### Text block:
********
These 4 parameters combined, added to other marginal factors, greatly complicate the environment.
How can we explain the decorrelation between industrial raw materials and oil?
On oil, there is an ongoing speculation phenomenon on the European embargo on the one hand, and on the recovery in China on the other. Today, the country is at a standstill, but as soon as Covid normalizes, demand should pick up very suddenly. China has set aside a lot of tax revenue so that once the epidemic is under control, it will be able to spend massively. Its needs will be massive.
The United States has also put large strategic reserves on the market and is now announcing that it will buy back some of them. Finally, oil supply remains very controlled, and OPEC is making little effort to produce more. Overall, supply is limited and very strong potential demand can start up again at any time.
How do you assess the situation regarding food items?
********
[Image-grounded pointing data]
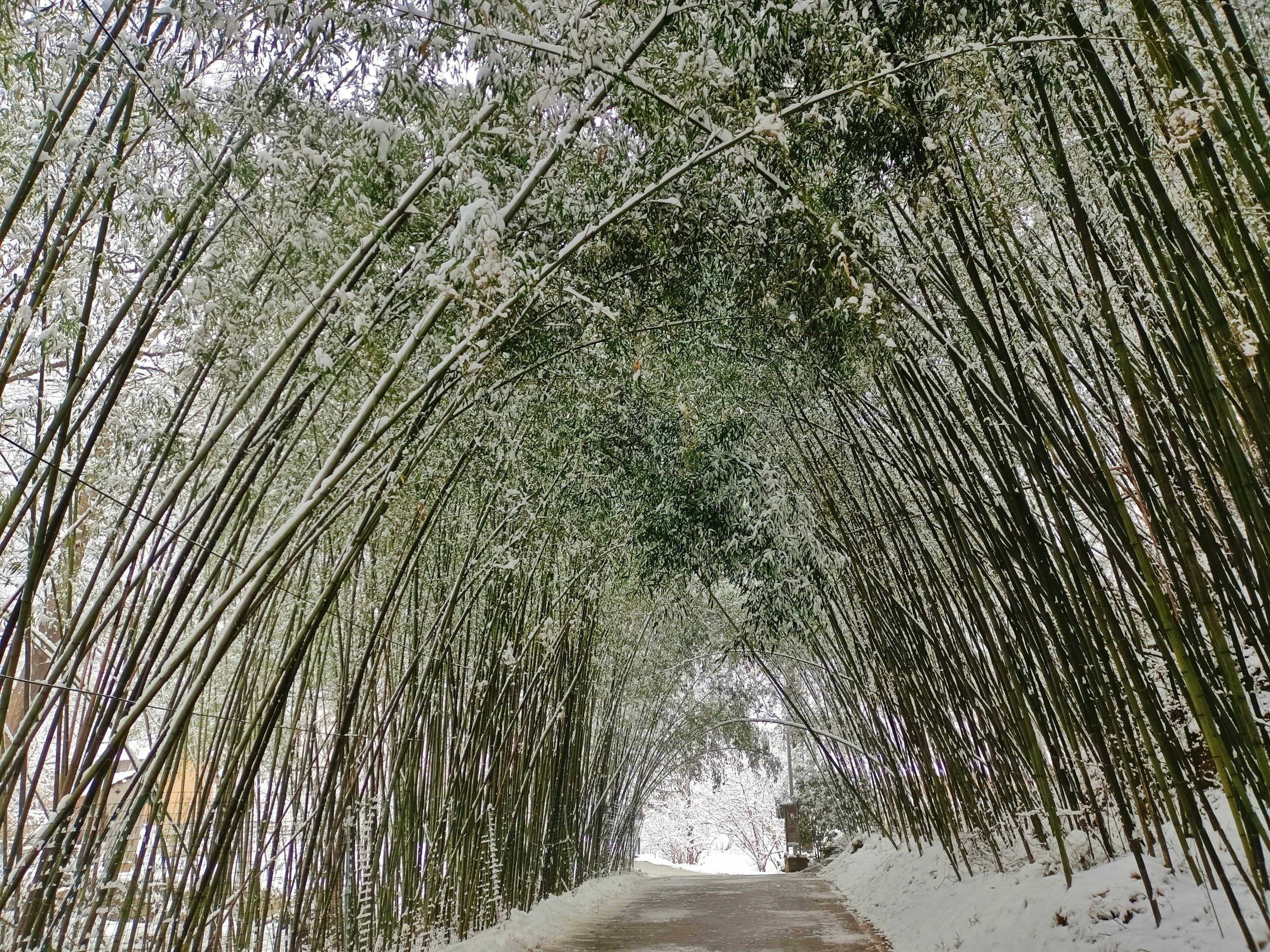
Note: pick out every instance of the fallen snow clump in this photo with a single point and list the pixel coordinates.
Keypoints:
(920, 905)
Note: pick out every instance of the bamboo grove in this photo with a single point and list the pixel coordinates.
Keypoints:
(381, 381)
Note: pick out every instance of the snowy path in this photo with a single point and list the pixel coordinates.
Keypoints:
(696, 913)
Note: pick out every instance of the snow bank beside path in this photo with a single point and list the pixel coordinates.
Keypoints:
(552, 917)
(919, 904)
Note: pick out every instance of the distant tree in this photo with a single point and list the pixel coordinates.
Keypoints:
(745, 810)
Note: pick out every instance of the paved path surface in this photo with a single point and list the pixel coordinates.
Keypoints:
(696, 913)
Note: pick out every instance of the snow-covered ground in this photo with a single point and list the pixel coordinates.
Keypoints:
(721, 861)
(552, 917)
(919, 904)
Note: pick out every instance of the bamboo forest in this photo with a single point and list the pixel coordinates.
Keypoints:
(432, 431)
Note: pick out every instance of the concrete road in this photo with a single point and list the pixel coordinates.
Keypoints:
(695, 913)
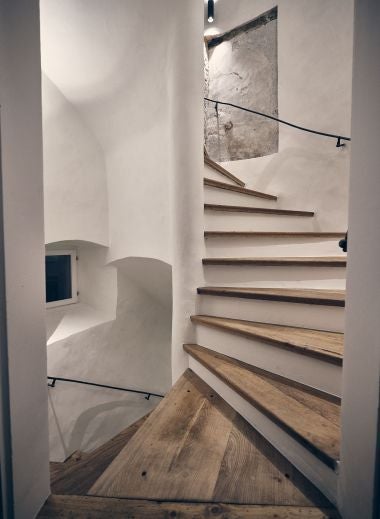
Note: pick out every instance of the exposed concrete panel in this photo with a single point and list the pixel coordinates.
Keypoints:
(242, 69)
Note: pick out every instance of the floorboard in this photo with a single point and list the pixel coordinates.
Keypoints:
(81, 507)
(195, 447)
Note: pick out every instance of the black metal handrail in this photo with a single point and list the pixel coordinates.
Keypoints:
(60, 379)
(339, 138)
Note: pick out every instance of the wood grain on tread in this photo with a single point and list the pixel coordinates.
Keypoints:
(79, 472)
(270, 234)
(307, 416)
(300, 261)
(244, 191)
(256, 210)
(309, 296)
(195, 447)
(222, 171)
(86, 507)
(326, 346)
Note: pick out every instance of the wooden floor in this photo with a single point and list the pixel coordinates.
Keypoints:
(79, 507)
(309, 416)
(195, 447)
(77, 474)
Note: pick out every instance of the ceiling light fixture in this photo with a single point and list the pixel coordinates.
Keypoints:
(210, 11)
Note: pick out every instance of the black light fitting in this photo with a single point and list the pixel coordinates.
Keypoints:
(210, 10)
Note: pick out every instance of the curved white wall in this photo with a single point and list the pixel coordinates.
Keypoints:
(132, 350)
(75, 184)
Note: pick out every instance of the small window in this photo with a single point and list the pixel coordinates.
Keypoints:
(61, 278)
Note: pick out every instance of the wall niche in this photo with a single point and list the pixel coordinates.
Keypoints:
(241, 68)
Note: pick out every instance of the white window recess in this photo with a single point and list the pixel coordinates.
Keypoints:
(61, 278)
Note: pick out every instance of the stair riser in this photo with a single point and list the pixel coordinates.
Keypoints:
(271, 247)
(314, 469)
(289, 276)
(237, 221)
(301, 368)
(215, 195)
(318, 317)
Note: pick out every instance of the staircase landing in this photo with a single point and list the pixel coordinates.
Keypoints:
(195, 447)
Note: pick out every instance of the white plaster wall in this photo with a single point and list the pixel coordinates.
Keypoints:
(97, 287)
(359, 480)
(133, 350)
(314, 89)
(75, 184)
(142, 97)
(21, 164)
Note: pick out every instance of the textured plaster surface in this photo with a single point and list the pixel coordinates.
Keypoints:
(242, 69)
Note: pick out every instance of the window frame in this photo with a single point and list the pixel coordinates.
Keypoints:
(74, 277)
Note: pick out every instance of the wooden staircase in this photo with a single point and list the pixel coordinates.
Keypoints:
(251, 429)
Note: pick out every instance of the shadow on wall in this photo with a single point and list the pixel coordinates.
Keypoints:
(133, 350)
(311, 176)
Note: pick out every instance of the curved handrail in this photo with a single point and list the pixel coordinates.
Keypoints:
(309, 130)
(60, 379)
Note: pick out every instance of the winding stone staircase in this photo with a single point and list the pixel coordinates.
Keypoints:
(251, 429)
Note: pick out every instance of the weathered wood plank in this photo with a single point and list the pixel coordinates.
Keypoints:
(217, 167)
(186, 451)
(238, 189)
(315, 432)
(327, 346)
(256, 210)
(81, 507)
(311, 296)
(79, 472)
(292, 261)
(272, 234)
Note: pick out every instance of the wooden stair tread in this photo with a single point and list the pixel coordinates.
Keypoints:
(306, 261)
(77, 474)
(291, 295)
(270, 234)
(310, 417)
(223, 171)
(238, 189)
(256, 210)
(195, 447)
(327, 346)
(85, 507)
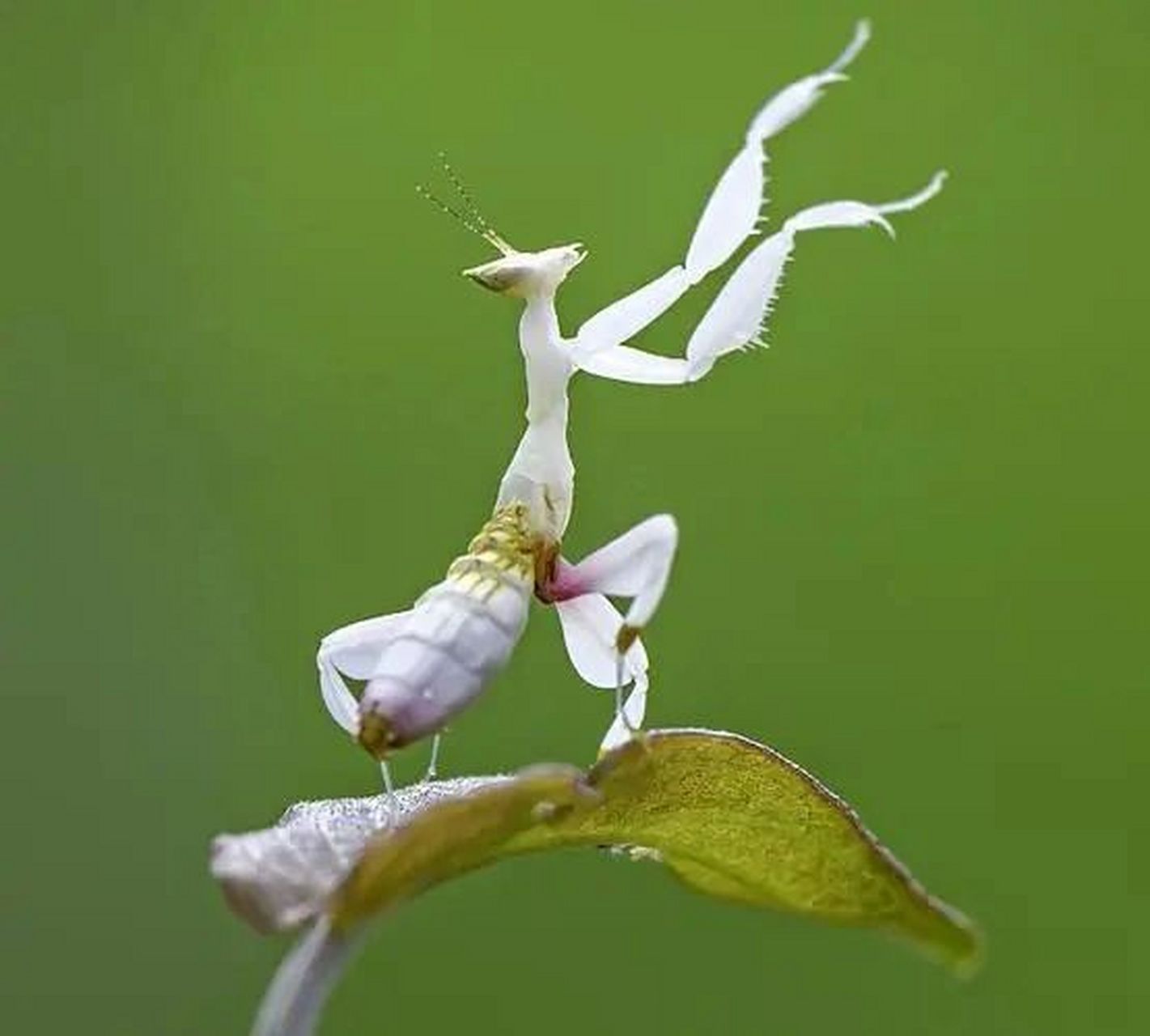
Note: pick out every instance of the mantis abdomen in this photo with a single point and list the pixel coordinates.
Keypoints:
********
### Assigned task:
Write out the passage of the commodities text between "The United States" and "at any time.", inclusive, switching "strategic reserves" to "emergency stockpiles".

### Task result:
The United States has also put large emergency stockpiles on the market and is now announcing that it will buy back some of them. Finally, oil supply remains very controlled, and OPEC is making little effort to produce more. Overall, supply is limited and very strong potential demand can start up again at any time.